- **Instructions to follow**: In the excerpt on anti-competitive practices, reproduce verbatim the passage that opens with the words containing "Anti-Competitive Practices" and closes with "elimination of competition.".

- **Excerpt provided**:
++++++

Anti-Competitive Practices

  • Banking The FCC imposed a fine on Banque Nationale de Paris for failure to notify the acquisition of Paribas. The FCC confirmed that the amount of fines depends on the market power of the undertakings concerned (determined according to their annual turnover in Switzerland), the degree of restriction on competition and the risk of elimination of competition.
  • Billposting On May 7, 2001, the FCC cleared the acquisition by the French Group JC Decaux of a 30% stake in Affichage Holding SA, the leader in the billposting market in Switzerland. The investigation showed that other major companies (such as TDI Worldwide, Wall AG or Ströer) were active on the Swiss market and that the existence of other advertising media provided for sufficient competition.

++++++

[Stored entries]

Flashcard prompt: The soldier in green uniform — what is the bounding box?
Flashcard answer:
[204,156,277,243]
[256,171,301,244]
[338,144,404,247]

++++++

- **Exercise output**:
Anti-Competitive Practices

  • Banking The FCC imposed a fine on Banque Nationale de Paris for failure to notify the acquisition of Paribas. The FCC confirmed that the amount of fines depends on the market power of the undertakings concerned (determined according to their annual turnover in Switzerland), the degree of restriction on competition and the risk of elimination of competition.